- **Source extract**
######

# [SOLVED] Setting default as word 2007 instead of 2010



## kkid106 (Sep 21, 2011)

Hi everyone,

I have both Office 2007 Enterprise, which I purchased, and office 2010 starter (word and excel with ads) installed on my PC currently.

I only wish to use 2007 currently due to the absence of ads and the additional programs which I have for it. However, I wish to keep the 2010 starter package on my computer for compatibility reasons in the future (if i receive a 2010 file which cannot otherwise be opened).

My problem arises with the default file association of office files (for word and excel). a .docx file will by default open with 2010 starter when I want to open it with 2007 instead. I have gone into he control panel and tried to change it but cannot find a file path to the word 2007 application to associate .docx with.
Any ideas on how I can resolve this?
Thanks


----------



## pip22 (Aug 22, 2004)

######

- **Record list**
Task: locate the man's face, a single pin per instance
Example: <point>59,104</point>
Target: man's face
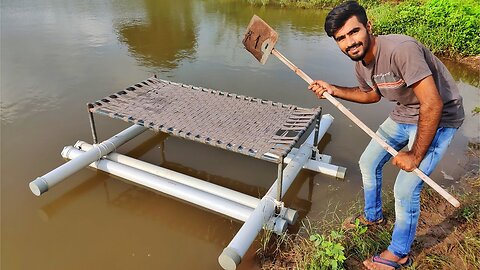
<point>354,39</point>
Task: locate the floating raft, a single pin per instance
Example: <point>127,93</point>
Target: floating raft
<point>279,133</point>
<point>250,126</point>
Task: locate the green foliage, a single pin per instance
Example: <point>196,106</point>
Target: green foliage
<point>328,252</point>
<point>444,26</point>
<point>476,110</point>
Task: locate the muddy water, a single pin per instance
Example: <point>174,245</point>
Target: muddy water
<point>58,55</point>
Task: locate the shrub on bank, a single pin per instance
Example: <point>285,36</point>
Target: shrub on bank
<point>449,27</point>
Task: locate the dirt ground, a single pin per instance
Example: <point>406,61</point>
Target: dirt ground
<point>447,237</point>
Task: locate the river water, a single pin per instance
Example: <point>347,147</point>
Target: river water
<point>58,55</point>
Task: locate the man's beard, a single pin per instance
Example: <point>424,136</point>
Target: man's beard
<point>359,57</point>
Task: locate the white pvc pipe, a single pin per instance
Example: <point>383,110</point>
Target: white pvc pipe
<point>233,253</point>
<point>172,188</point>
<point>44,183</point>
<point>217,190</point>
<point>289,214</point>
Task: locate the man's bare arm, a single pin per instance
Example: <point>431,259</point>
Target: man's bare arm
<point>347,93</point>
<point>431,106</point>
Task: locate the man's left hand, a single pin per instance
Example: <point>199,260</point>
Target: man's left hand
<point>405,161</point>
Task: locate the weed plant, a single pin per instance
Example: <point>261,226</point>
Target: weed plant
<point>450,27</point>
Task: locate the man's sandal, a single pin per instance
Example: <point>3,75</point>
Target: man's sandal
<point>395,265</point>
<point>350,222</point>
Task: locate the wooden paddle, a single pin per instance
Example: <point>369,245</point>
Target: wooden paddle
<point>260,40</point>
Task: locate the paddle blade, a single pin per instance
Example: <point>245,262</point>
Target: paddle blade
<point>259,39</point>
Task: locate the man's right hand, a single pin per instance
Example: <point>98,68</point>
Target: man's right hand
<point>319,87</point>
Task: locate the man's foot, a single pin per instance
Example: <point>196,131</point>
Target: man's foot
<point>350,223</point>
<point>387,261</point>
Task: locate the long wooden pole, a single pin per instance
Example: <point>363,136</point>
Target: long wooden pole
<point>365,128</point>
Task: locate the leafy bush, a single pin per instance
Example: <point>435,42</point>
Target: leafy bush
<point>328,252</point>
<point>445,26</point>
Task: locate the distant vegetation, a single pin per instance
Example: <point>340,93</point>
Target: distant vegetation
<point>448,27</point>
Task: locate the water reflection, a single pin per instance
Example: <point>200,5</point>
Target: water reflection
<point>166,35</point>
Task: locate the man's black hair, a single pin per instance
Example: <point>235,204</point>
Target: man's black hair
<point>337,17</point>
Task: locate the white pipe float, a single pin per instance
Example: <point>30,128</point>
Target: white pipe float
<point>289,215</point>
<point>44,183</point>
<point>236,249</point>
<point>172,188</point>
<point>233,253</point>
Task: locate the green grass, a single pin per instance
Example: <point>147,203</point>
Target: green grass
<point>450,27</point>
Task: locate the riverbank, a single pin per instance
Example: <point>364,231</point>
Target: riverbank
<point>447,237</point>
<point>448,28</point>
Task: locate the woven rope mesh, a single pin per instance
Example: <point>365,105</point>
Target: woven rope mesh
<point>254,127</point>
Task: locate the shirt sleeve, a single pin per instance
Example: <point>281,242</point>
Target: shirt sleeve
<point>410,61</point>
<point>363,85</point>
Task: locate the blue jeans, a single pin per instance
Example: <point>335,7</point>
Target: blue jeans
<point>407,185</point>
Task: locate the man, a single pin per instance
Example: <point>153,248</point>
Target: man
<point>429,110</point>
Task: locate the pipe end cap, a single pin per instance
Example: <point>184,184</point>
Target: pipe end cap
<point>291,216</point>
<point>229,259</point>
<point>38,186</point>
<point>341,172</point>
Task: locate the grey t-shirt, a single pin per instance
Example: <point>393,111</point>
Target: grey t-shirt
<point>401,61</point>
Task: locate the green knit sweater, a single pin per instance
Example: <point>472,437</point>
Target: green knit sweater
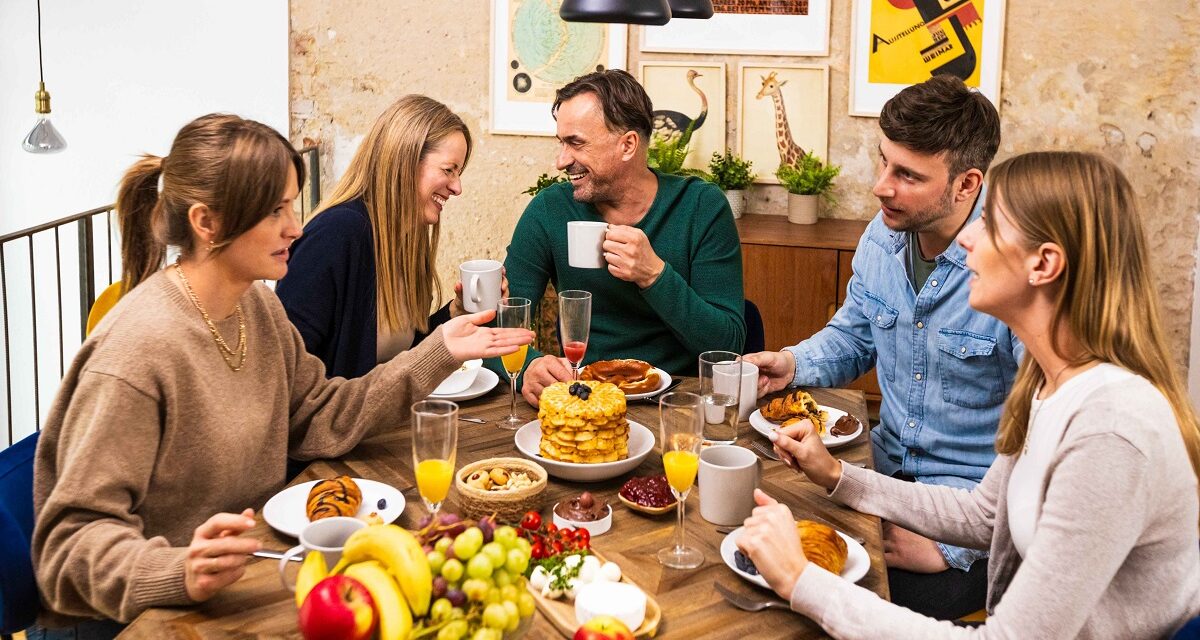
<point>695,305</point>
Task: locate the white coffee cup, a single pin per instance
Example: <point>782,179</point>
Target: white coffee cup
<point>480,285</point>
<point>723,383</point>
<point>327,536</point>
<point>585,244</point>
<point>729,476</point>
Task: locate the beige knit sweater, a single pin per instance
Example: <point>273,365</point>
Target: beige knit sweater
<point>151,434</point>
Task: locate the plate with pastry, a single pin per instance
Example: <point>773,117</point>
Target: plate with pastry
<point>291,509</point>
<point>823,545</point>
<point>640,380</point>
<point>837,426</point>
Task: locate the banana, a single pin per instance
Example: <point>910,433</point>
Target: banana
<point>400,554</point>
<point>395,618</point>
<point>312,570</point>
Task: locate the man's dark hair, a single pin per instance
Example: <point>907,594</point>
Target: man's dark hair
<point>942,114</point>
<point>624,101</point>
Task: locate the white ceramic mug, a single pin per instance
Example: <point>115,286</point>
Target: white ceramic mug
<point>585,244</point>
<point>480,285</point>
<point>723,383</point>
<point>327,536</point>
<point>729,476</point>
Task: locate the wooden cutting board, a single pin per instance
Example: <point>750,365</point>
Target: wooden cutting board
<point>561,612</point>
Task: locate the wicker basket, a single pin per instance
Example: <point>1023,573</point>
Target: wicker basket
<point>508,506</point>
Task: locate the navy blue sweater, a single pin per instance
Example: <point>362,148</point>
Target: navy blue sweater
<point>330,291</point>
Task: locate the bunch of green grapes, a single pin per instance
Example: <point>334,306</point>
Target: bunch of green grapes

######

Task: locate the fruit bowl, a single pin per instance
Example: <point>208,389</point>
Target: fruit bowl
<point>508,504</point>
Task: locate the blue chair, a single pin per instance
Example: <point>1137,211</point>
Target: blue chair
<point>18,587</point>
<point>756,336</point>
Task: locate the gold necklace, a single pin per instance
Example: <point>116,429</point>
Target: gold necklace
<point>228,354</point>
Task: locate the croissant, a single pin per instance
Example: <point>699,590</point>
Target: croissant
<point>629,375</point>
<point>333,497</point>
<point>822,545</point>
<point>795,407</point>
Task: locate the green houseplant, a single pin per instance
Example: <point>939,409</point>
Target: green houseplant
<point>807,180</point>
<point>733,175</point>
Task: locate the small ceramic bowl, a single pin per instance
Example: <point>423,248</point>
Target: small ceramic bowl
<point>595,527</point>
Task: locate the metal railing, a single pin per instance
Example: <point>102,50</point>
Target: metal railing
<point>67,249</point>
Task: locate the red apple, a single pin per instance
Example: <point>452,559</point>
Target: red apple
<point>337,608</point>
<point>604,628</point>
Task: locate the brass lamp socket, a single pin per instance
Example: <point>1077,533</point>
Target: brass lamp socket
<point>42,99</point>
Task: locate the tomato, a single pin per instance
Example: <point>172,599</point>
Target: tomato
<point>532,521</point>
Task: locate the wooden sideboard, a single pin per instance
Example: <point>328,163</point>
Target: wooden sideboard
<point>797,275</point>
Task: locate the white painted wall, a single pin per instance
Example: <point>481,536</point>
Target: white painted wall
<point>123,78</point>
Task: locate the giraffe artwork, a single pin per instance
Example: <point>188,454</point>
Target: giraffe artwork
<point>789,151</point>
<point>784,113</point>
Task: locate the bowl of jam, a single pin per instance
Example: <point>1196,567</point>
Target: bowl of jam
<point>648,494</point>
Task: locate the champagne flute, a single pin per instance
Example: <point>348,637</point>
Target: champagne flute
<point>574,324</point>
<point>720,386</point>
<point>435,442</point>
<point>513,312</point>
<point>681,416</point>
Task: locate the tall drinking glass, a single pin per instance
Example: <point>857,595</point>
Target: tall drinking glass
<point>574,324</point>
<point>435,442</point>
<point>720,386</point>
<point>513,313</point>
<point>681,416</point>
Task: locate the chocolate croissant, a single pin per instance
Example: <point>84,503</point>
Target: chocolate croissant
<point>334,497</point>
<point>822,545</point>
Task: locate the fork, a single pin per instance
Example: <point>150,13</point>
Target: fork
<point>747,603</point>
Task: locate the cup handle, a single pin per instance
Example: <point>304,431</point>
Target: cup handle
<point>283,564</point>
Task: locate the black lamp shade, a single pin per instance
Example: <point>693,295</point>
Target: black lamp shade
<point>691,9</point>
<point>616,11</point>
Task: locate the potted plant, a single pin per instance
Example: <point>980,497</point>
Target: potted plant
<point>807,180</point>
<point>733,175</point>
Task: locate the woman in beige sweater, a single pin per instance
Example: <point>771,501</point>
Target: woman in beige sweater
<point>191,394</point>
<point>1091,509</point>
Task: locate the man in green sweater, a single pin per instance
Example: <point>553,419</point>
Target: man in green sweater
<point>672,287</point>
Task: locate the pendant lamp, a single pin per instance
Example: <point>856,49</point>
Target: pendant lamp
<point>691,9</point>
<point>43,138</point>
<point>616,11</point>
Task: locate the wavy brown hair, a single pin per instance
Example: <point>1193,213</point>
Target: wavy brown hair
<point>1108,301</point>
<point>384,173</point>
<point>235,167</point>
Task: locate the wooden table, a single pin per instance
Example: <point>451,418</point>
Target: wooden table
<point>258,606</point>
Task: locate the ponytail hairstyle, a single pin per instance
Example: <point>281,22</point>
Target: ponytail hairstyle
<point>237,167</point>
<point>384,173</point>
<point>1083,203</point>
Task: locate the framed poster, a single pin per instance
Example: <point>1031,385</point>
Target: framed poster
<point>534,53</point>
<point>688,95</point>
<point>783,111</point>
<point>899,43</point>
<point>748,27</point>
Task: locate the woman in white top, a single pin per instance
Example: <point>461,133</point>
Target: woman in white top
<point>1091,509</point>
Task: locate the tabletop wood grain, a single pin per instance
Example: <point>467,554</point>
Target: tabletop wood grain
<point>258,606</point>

######

- **What you are asked to do**
Continue the forum thread on making Word 2007 the default over Word 2010 Starter from the point where it stops. The rows come from a different source than the thread about Word 2007 and 2010.

- **Task response**
*Re: Setting default as word 2007 instead of 2010*

What you can do is open Word 2007, then select the file you want to open from within Word's _File >> Open_ dialog


----------



## kkid106 (Sep 21, 2011)

*Re: Setting default as word 2007 instead of 2010*

I know that, but I don't want to do that with every document I want to use. Sometimes I want to open many different documents and I would have to manually open each one in word 2007 by doing your method


----------



## kkid106 (Sep 21, 2011)

*Re: Setting default as word 2007 instead of 2010*

any ideas?


----------



## Glaswegian (Sep 16, 2005)

*Re: Setting default as word 2007 instead of 2010*

Hi

Try this

How can I make Word 2003 open documents (.doc) as default ? - Yahoo! Answers


----------



## kkid106 (Sep 21, 2011)

*Re: Setting default as word 2007 instead of 2010*

wow!

it actually worked, thanks.

far simpler than I was expecting the fix to be


----------



## Glaswegian (Sep 16, 2005)

My pleasure!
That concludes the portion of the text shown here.